- [What the task asks]:
What is needed is an exact copy of all the lines below.

[Referring expression pointing data]
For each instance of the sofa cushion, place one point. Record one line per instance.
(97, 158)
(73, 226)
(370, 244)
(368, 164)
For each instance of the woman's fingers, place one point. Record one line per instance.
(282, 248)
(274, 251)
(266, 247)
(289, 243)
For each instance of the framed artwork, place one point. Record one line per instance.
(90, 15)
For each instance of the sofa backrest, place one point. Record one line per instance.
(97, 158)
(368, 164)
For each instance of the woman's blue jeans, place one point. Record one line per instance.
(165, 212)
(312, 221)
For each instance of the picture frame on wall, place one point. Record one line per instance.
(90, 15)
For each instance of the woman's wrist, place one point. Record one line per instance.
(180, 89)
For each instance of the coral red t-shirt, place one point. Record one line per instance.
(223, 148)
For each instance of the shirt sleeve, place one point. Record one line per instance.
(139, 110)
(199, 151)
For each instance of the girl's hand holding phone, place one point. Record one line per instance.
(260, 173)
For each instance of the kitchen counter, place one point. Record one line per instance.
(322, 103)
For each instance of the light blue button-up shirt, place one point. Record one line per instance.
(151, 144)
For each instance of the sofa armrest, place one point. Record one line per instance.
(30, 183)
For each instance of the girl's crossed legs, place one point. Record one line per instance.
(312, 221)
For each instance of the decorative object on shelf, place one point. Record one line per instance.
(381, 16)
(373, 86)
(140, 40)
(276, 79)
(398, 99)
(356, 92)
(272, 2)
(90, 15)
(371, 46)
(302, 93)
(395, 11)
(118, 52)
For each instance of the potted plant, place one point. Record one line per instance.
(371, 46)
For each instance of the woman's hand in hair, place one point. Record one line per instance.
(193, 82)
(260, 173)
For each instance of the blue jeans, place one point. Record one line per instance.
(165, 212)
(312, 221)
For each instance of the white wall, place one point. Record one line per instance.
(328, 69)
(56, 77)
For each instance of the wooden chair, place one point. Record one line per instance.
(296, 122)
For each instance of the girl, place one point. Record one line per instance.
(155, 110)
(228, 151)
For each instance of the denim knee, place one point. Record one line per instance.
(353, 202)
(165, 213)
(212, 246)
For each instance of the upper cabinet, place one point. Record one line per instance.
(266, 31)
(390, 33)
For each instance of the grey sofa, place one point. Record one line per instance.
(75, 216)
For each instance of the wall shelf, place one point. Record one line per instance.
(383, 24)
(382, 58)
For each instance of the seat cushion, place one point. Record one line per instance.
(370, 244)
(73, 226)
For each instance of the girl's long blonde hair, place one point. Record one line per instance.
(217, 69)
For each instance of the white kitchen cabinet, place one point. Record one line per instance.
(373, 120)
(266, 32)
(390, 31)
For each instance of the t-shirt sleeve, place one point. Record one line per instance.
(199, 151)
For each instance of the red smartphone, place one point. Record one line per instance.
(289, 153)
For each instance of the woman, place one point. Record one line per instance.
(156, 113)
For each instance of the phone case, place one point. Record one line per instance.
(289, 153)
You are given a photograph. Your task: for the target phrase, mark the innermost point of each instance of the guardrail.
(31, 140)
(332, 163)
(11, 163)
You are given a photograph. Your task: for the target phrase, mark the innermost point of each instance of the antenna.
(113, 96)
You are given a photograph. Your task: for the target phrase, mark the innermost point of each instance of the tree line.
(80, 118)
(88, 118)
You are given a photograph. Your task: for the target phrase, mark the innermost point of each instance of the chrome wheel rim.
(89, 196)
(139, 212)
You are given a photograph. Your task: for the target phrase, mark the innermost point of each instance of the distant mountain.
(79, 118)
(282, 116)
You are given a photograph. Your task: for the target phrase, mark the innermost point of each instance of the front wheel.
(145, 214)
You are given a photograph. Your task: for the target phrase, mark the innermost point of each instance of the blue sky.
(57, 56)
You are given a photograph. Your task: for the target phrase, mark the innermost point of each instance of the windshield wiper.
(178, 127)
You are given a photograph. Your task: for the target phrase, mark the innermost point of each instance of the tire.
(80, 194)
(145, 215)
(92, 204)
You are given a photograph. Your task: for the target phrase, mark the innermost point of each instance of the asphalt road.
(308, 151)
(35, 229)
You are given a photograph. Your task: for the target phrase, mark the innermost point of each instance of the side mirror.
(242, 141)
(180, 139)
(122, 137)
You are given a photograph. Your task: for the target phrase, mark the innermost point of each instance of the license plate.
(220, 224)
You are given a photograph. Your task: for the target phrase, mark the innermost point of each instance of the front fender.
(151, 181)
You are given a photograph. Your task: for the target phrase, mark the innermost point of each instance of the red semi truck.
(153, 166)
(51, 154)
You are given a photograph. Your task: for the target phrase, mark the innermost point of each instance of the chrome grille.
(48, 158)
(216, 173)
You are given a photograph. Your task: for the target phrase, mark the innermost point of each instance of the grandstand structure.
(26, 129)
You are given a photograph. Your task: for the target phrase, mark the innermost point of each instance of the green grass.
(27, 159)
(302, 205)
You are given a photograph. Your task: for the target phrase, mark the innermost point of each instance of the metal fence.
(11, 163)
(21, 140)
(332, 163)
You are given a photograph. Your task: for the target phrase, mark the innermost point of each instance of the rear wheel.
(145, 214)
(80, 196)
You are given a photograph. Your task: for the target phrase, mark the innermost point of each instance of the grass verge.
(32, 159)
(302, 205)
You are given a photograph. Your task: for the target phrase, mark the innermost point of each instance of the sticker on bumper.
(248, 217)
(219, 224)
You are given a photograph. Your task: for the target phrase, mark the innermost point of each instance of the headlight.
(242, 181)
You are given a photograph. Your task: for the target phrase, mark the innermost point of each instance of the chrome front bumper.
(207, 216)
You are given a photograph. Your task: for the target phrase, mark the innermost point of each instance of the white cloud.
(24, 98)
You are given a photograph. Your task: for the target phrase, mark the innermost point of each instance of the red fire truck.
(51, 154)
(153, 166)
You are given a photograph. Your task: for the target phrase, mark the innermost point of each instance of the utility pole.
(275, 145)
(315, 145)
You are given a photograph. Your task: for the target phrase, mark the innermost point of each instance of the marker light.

- [Result of this task]:
For each instance of the sofa cushion, place one point. Record one line per instance.
(97, 158)
(73, 226)
(370, 244)
(368, 164)
For each instance of the woman's fingers, place one point. Record one line per instance.
(282, 248)
(274, 251)
(266, 247)
(289, 243)
For each instance of the framed artwork, place one point. Record one line per instance.
(90, 15)
For each instance of the sofa backrest, place one point. Record one line per instance.
(97, 158)
(368, 164)
For each instance of the woman's blue jeans, place one point. Record one line per instance.
(165, 212)
(312, 221)
For each instance of the picture frame on wall, place one point. Record one line per instance.
(90, 15)
For each instance of the woman's wrist, place one point. Record one line per instance.
(180, 89)
For each instance of the coral red t-shirt, place one point. Record one line per instance.
(223, 148)
For each instance of the shirt sleeve, place one point. Record one line per instance.
(139, 110)
(199, 151)
For each instance of the girl's hand holding phone, place one point. Record one line per instance.
(260, 173)
For each instance of the kitchen counter, place one point. Record one line per instance.
(322, 103)
For each instance of the light blue button-up shirt, place one point. Record one line per instance.
(151, 144)
For each instance of the sofa armrest, place one point. Record one line per instance.
(30, 183)
For each instance of the girl's crossed legs, place one point. Record one line per instance.
(312, 221)
For each instance of the decorative object on shelf, place one point. Record one line per instance.
(381, 16)
(373, 86)
(140, 40)
(276, 79)
(398, 99)
(356, 92)
(272, 2)
(90, 15)
(371, 46)
(302, 93)
(395, 11)
(118, 52)
For each instance of the potted plant, place one point. Record one line per instance.
(371, 46)
For each instance of the woman's hand in hair, place one point. Record one line per instance.
(193, 82)
(260, 173)
For each instance of the blue jeans, place one point. Record one line per instance.
(165, 212)
(312, 221)
For each instance of the white wall, place one point. Record one line per instance.
(328, 69)
(56, 77)
For each instance of the wooden chair, place one point. Record one line per instance.
(296, 122)
For each instance of the girl, place one point. Record one line per instance.
(155, 110)
(228, 151)
For each instance of the denim knee, place one point. Record one line per instance.
(353, 202)
(165, 213)
(212, 246)
For each instance of the upper cabinet, place one point. Record one line per instance.
(266, 31)
(390, 33)
For each instance of the grey sofa, place one point. Record one line per instance.
(75, 216)
For each instance of the wall shelf, place one point. Record one line per instance.
(383, 24)
(382, 58)
For each instance of the seat cushion, place one point. Record one line per instance.
(370, 244)
(73, 226)
For each instance of the girl's long blonde hair, place one point. Record one line per instance.
(217, 69)
For each instance of the white kitchen cabinet, place one point. Record one line per instance.
(373, 120)
(266, 32)
(390, 31)
For each instance of the t-shirt sleeve, place one point. Record one line per instance.
(199, 151)
For each instance of the red smartphone, place one point. Record one line per instance.
(289, 153)
For each instance of the woman, place one point. Record one line per instance.
(156, 113)
For each instance of the phone case, place one point. Record one line per instance.
(289, 153)
You are given a photograph. Your task: for the target phrase, mark the innermost point of each instance of the guardrail.
(31, 140)
(332, 163)
(11, 163)
You are given a photograph. Your task: for the target phrase, mark the innermost point of each instance of the antenna.
(113, 96)
You are given a photograph. Your task: for the target phrase, mark the innermost point of each instance of the tree line.
(80, 118)
(88, 118)
You are given a photograph. Your task: for the target phrase, mark the innermost point of each instance of the chrome wheel rim.
(89, 196)
(139, 212)
You are given a photograph. Your task: for the target phrase, mark the innermost point of each instance of the distant mountain.
(79, 118)
(282, 116)
You are given a photograph. Your task: for the target phrase, mark the innermost point of each instance of the front wheel.
(145, 214)
You are given a photograph. Your task: for the target phrase, mark the innermost point of each instance of the blue sky.
(57, 56)
You are given a photograph. Your task: for the target phrase, mark the innermost point of each instance of the windshield wiper.
(178, 127)
You are given a photograph. Your task: for the target phrase, mark the innermost point of each instance of the tire.
(80, 194)
(145, 215)
(92, 204)
You are given a photograph. Your task: for the target phrase, mark the innermost point of each instance of the asphalt road.
(308, 151)
(35, 229)
You are given a photograph. Your task: for the target phrase, mark the innermost point of each instance of the side mirror.
(242, 141)
(180, 139)
(122, 137)
You are given a photograph. Your task: for the target phrase, mark the innermost point of each instance of the license plate.
(220, 224)
You are given a photograph. Your task: for the target phrase, mark the innermost point of each instance of the front fender.
(151, 181)
You are given a photograph. Your task: for the target phrase, mark the innermost point of each instance of the red semi truck.
(153, 166)
(51, 154)
You are given a photograph. Your task: for the target phrase, mark the innermost point of each instance of the chrome grille.
(48, 158)
(216, 173)
You are given a photograph. Your task: for the target phrase, mark the innermost point of each instance of the grandstand structure.
(26, 129)
You are given a photograph. Your task: for the target phrase, mark the innermost point of each instance of the green grass.
(27, 159)
(302, 205)
You are given a photograph. Your task: for the target phrase, mark the innermost point of each instance of the metal fence.
(11, 163)
(21, 140)
(332, 163)
You are given a photograph. Your task: for the target phrase, mark the innermost point of each instance of the rear wheel.
(145, 214)
(80, 196)
You are given a photograph. Your task: for the target phrase, mark the innermost point of each instance of the grass verge.
(32, 159)
(302, 205)
You are given a photograph. Your task: for the target phrase, mark the innermost point of each instance of the sticker on bumper.
(248, 217)
(219, 224)
You are given a photograph. Your task: for the target phrase, mark the innermost point of each instance of the headlight.
(242, 181)
You are given a photograph. Your task: for the target phrase, mark the innermost point of each instance of the chrome front bumper.
(207, 216)
You are given a photograph. Your task: for the target phrase, mark the innermost point of each instance of the white cloud.
(24, 98)
You are given a photograph. Your task: for the target phrase, mark the innermost point of each instance of the red fire truck.
(51, 154)
(153, 166)
You are given a photograph. Your task: for the target phrase, mark the innermost point of each instance of the utility pole.
(275, 145)
(315, 145)
You are given a photograph. Your task: for the target phrase, mark the innermost point of each instance of the marker light.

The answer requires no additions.